### Exercise
Nothing but the lines from the one holding "Query: young boy" through the last line of the material below should be set down, exactly and without images.

### Extracted data
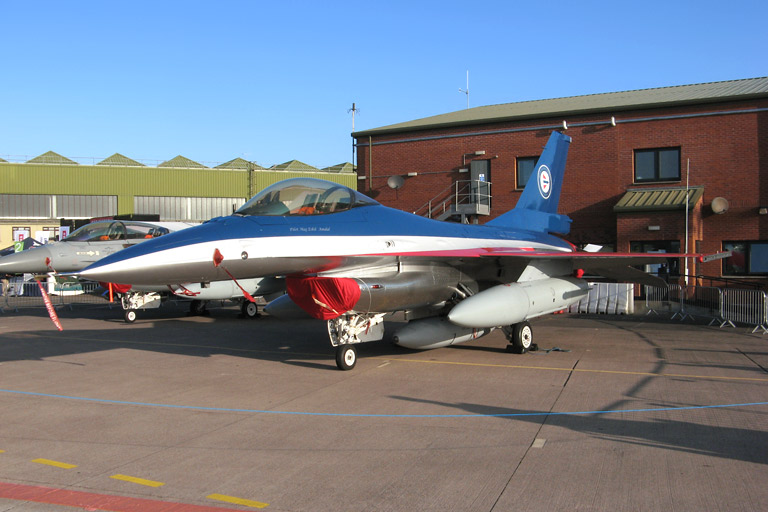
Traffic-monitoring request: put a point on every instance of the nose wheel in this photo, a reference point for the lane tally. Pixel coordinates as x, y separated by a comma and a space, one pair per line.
130, 316
249, 309
346, 357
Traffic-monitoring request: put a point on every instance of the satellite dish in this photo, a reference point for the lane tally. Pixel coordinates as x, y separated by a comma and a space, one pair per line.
395, 182
719, 205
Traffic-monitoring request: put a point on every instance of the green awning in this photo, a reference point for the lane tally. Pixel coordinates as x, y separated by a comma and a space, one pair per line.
658, 199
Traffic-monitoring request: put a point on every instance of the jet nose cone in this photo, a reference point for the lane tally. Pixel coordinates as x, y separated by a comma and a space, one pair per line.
31, 261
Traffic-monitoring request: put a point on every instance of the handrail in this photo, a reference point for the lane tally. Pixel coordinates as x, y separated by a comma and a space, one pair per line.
459, 192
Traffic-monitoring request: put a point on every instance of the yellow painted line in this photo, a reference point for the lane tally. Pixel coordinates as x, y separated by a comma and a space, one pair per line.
54, 463
135, 480
237, 501
615, 372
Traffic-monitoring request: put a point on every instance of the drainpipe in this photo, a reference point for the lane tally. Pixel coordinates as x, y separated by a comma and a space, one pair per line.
370, 163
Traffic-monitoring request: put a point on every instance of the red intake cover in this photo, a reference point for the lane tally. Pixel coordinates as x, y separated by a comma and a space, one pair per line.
323, 297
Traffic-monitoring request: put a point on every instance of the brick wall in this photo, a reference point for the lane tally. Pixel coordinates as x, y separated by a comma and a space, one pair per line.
728, 156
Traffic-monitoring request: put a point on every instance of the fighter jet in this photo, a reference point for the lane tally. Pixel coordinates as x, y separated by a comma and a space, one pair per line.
98, 239
349, 260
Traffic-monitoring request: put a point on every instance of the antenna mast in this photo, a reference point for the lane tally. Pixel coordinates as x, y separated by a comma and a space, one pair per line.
354, 110
466, 91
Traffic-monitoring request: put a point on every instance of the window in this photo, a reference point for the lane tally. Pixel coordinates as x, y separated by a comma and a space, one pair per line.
525, 166
749, 258
657, 165
670, 267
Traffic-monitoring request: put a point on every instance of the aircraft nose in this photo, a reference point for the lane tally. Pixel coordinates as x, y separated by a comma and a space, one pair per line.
31, 261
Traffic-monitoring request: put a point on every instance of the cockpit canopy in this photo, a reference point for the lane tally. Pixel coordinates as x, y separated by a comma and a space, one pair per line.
115, 230
303, 196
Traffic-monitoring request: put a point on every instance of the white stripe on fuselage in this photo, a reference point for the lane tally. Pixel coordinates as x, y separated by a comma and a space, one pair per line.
308, 246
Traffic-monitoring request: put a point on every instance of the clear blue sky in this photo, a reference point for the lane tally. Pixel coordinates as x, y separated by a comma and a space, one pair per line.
273, 81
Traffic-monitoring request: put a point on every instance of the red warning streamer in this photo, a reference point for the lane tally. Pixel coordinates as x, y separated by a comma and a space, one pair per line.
217, 259
49, 307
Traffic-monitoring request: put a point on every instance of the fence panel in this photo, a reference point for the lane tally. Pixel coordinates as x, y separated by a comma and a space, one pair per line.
745, 306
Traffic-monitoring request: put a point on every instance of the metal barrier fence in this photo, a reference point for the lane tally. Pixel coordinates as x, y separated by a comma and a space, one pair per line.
724, 306
17, 294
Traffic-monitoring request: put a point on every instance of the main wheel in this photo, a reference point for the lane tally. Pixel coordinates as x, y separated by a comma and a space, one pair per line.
346, 357
197, 307
249, 309
521, 340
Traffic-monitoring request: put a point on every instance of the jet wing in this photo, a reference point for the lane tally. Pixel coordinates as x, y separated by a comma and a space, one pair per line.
617, 266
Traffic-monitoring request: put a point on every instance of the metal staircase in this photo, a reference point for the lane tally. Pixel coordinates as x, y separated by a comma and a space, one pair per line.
459, 201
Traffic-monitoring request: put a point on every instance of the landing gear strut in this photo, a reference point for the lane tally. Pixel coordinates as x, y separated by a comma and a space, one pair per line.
520, 338
249, 309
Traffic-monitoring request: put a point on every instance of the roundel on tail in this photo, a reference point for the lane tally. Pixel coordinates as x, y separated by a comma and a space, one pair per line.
544, 178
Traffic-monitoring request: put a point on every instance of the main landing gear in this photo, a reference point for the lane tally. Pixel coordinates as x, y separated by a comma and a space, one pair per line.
520, 337
348, 330
249, 309
346, 357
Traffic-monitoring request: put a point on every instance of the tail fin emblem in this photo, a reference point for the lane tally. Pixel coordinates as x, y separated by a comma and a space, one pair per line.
545, 181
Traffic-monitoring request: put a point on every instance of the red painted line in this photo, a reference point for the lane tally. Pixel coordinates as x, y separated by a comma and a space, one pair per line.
93, 501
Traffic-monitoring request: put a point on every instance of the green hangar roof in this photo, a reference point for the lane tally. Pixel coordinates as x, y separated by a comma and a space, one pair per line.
593, 103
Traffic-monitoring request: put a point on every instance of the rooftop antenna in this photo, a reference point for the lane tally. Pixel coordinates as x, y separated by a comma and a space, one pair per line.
466, 91
354, 110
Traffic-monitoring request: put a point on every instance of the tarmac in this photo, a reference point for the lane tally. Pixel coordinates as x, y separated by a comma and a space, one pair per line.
181, 413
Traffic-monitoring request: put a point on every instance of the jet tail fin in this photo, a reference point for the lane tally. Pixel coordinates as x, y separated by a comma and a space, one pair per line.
536, 210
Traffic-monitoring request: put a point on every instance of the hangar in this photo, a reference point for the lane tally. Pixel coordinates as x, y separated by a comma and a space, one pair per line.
38, 194
645, 168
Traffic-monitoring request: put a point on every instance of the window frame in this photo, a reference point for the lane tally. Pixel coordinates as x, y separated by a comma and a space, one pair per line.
727, 265
657, 165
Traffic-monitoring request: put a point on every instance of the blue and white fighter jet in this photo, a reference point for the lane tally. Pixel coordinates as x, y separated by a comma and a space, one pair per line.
349, 260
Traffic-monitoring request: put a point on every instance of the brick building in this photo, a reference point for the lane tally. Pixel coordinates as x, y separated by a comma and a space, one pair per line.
633, 157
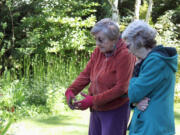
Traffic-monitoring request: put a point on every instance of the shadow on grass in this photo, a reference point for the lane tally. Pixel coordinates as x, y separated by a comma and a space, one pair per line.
60, 120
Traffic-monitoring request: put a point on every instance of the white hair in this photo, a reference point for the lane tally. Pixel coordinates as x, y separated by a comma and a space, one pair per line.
108, 27
140, 34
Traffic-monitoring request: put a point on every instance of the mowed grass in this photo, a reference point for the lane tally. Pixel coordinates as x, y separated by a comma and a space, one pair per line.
71, 123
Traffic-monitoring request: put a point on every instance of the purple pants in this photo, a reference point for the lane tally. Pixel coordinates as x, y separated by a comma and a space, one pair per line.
113, 122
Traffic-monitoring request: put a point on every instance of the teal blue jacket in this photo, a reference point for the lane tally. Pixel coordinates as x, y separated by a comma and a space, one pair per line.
156, 80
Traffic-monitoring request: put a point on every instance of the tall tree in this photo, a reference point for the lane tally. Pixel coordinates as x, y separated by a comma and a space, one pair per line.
115, 11
137, 9
148, 15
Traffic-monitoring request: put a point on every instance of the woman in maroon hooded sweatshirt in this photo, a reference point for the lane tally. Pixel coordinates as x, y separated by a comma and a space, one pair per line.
108, 72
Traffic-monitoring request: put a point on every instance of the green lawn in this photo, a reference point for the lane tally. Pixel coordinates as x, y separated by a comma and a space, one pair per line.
72, 123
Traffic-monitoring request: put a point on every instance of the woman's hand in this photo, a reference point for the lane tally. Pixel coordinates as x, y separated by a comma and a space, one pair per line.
70, 97
143, 104
85, 103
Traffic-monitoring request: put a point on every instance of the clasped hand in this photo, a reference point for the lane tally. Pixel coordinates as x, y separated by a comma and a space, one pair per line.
79, 105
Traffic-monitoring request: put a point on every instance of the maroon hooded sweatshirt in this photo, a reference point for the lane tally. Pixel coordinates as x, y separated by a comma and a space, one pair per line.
108, 77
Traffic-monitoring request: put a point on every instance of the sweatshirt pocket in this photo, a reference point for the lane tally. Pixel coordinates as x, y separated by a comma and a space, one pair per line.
139, 123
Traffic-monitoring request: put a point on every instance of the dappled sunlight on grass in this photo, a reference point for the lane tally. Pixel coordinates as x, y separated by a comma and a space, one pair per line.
69, 123
74, 123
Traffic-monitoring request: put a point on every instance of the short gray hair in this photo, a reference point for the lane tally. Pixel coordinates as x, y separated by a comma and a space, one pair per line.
140, 34
108, 27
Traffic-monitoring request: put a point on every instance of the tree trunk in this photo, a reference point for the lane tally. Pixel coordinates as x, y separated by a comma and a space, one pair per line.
115, 11
148, 14
137, 9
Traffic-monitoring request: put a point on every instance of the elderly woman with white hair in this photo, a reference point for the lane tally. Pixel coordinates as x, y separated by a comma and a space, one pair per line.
154, 79
108, 72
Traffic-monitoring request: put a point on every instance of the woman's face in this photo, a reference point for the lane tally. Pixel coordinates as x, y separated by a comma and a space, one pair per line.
140, 53
103, 42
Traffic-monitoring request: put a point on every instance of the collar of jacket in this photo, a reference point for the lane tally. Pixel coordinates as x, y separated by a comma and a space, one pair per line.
116, 47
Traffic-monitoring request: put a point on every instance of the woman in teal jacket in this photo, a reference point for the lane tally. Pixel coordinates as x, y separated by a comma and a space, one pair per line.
154, 79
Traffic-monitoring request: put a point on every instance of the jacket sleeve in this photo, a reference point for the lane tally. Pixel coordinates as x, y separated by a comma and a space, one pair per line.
124, 69
150, 76
84, 78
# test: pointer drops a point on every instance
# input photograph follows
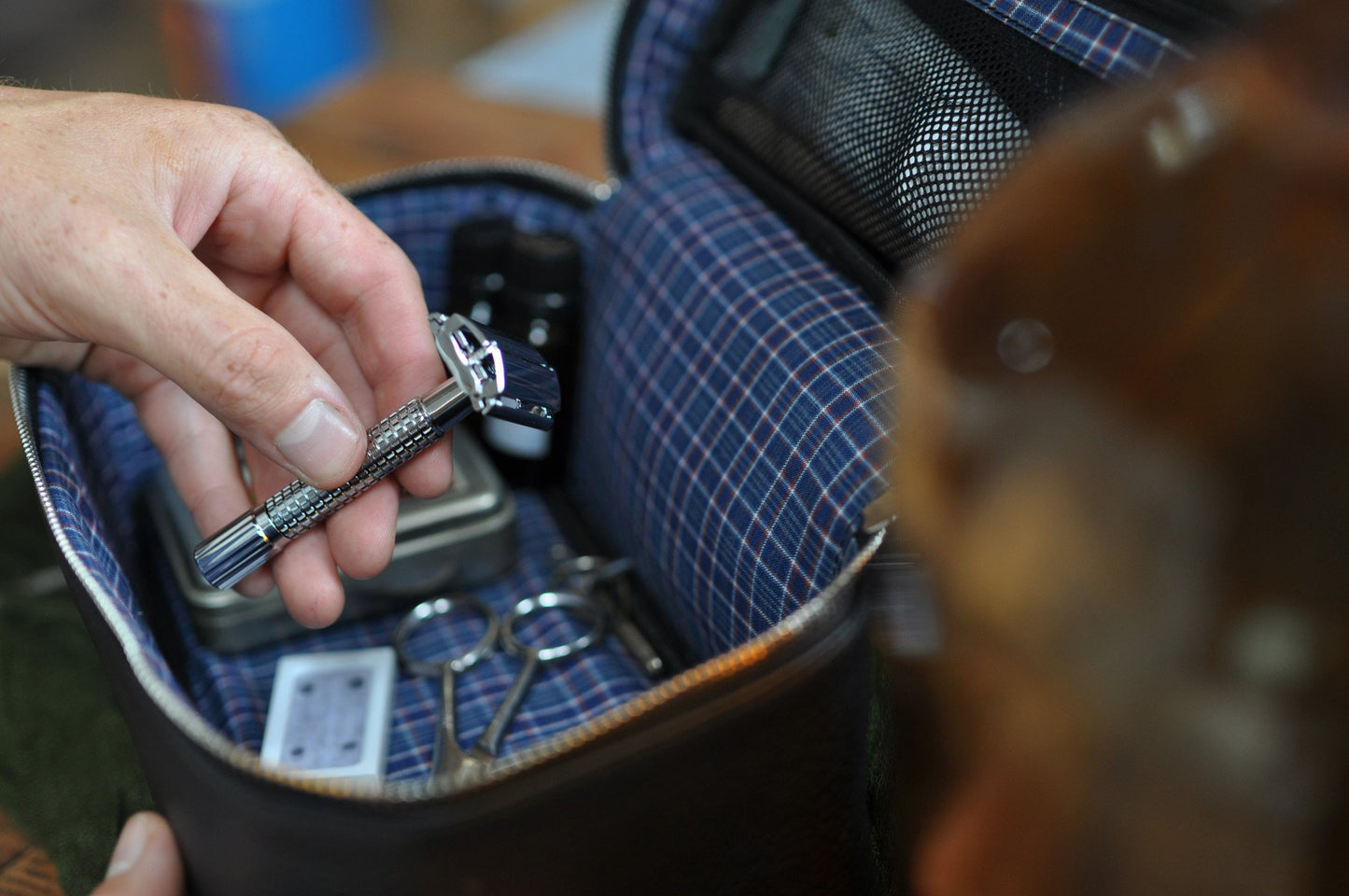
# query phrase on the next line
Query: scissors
(449, 762)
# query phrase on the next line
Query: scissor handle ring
(554, 601)
(428, 610)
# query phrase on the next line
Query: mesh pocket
(873, 124)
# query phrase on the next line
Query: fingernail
(318, 442)
(130, 845)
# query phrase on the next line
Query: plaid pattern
(1093, 38)
(734, 402)
(233, 691)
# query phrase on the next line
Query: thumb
(145, 862)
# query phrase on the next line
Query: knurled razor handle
(488, 372)
(252, 539)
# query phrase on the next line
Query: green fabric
(67, 772)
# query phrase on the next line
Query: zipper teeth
(815, 611)
(172, 703)
(554, 175)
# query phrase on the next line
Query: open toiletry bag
(778, 166)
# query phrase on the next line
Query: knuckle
(247, 365)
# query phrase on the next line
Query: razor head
(500, 375)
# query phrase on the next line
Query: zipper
(551, 180)
(619, 51)
(818, 611)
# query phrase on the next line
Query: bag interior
(733, 399)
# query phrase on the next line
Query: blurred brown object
(24, 869)
(1124, 455)
(397, 118)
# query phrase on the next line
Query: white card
(330, 714)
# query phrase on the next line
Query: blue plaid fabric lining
(733, 402)
(1097, 39)
(96, 504)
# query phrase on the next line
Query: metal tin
(460, 540)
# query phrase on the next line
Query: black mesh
(873, 121)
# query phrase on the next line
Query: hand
(190, 258)
(145, 862)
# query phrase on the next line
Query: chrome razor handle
(488, 372)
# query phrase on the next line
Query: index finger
(352, 270)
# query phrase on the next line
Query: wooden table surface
(385, 120)
(24, 869)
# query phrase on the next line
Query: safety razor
(488, 372)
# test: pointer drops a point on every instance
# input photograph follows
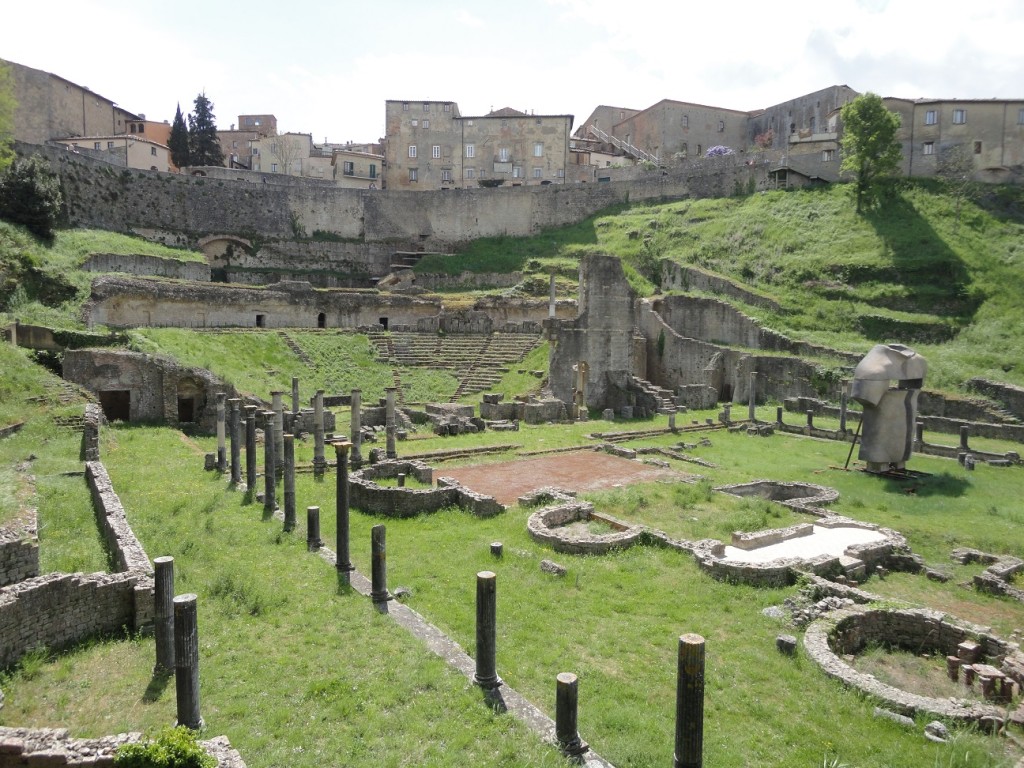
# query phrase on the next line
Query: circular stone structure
(554, 526)
(849, 631)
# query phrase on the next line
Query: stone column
(378, 564)
(313, 541)
(356, 429)
(689, 702)
(251, 449)
(289, 482)
(278, 406)
(186, 660)
(163, 624)
(221, 448)
(752, 415)
(566, 699)
(389, 424)
(342, 559)
(236, 433)
(320, 461)
(269, 462)
(844, 402)
(486, 625)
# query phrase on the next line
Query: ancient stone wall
(147, 266)
(57, 610)
(178, 206)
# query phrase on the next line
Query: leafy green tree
(204, 148)
(870, 147)
(177, 142)
(7, 105)
(30, 195)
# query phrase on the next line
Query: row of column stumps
(176, 630)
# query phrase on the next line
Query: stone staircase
(664, 397)
(478, 360)
(299, 351)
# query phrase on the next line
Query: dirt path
(580, 470)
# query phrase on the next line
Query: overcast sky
(327, 68)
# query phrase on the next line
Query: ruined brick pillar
(221, 449)
(163, 624)
(186, 660)
(289, 482)
(236, 433)
(389, 423)
(251, 449)
(689, 702)
(356, 429)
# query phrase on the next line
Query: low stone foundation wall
(554, 526)
(53, 748)
(849, 630)
(57, 610)
(406, 502)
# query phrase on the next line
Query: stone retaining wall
(53, 748)
(918, 630)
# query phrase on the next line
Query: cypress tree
(203, 144)
(177, 142)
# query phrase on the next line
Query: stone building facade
(49, 107)
(430, 145)
(989, 131)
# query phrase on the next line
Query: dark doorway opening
(186, 410)
(116, 404)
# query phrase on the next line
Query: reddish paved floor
(580, 470)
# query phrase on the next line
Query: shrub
(30, 195)
(173, 748)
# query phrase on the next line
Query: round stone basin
(821, 541)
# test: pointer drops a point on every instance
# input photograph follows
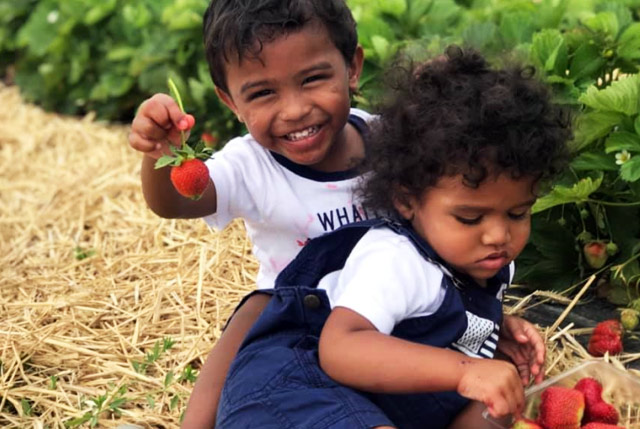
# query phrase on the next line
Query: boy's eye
(469, 221)
(313, 78)
(258, 94)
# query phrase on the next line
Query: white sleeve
(386, 280)
(229, 170)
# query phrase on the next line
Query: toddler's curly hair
(456, 115)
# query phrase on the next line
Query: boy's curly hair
(239, 28)
(456, 115)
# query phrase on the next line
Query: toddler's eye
(313, 78)
(258, 94)
(519, 216)
(469, 221)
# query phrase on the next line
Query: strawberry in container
(593, 395)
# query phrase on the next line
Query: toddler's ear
(355, 69)
(404, 203)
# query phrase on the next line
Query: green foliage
(76, 56)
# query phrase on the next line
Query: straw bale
(72, 326)
(91, 281)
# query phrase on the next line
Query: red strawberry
(601, 344)
(596, 409)
(608, 327)
(190, 178)
(596, 425)
(523, 423)
(595, 252)
(601, 412)
(591, 389)
(606, 337)
(561, 408)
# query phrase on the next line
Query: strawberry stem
(173, 89)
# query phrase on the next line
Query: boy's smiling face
(294, 98)
(477, 231)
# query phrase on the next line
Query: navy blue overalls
(276, 381)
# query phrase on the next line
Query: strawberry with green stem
(189, 174)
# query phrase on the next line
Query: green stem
(176, 94)
(607, 203)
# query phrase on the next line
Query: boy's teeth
(299, 135)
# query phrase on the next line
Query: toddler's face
(294, 98)
(477, 231)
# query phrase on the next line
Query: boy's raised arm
(354, 353)
(157, 124)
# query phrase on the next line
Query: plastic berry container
(619, 388)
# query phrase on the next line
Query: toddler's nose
(496, 234)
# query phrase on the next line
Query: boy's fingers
(165, 112)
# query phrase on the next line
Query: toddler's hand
(157, 124)
(495, 383)
(522, 343)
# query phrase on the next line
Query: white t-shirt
(386, 280)
(282, 204)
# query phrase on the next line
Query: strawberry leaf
(165, 160)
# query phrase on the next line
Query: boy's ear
(355, 69)
(228, 101)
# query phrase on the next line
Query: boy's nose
(294, 107)
(496, 234)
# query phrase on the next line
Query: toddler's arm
(522, 343)
(157, 125)
(354, 353)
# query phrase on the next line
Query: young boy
(394, 323)
(286, 68)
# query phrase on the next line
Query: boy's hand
(522, 343)
(158, 123)
(495, 383)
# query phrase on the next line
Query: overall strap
(324, 254)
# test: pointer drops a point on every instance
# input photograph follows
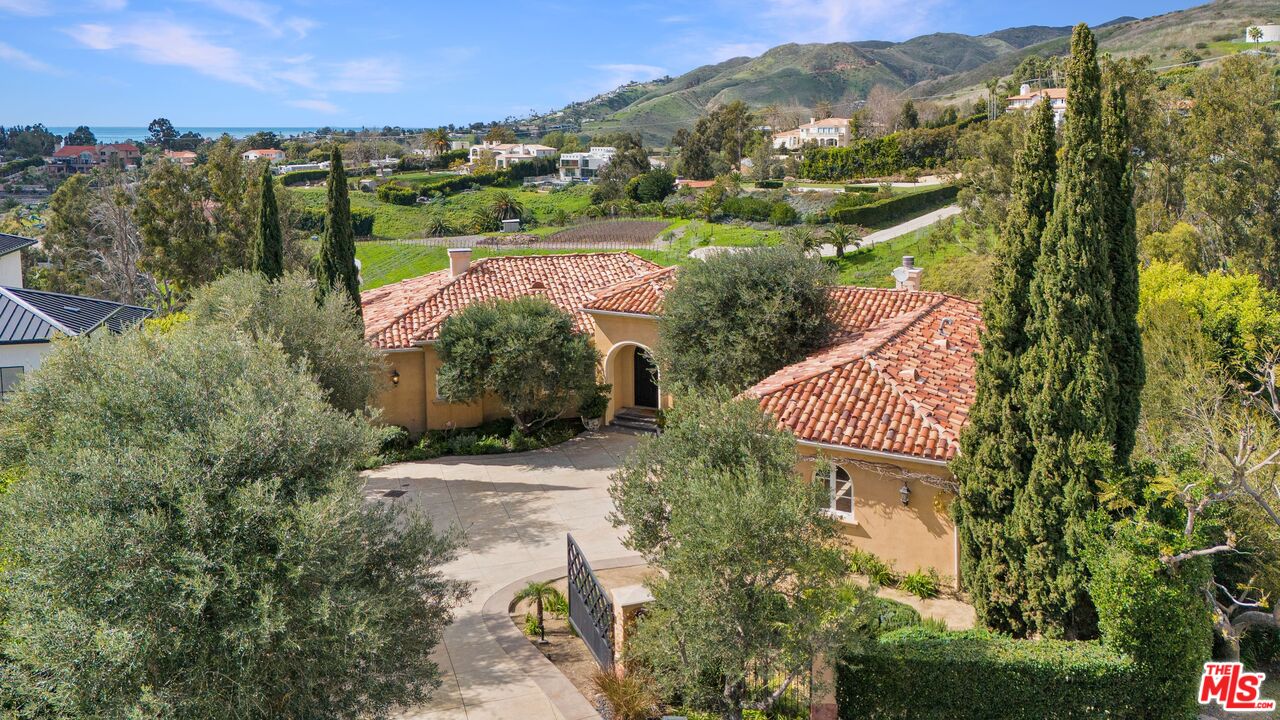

### Task response
Query: young boy
(394, 323)
(286, 68)
# query phrase on the next line
Query: boy's hand
(522, 343)
(158, 123)
(495, 383)
# query phrase on the next line
Query: overall strap
(324, 254)
# test: pointer drops a point on every instance
# input photograph follows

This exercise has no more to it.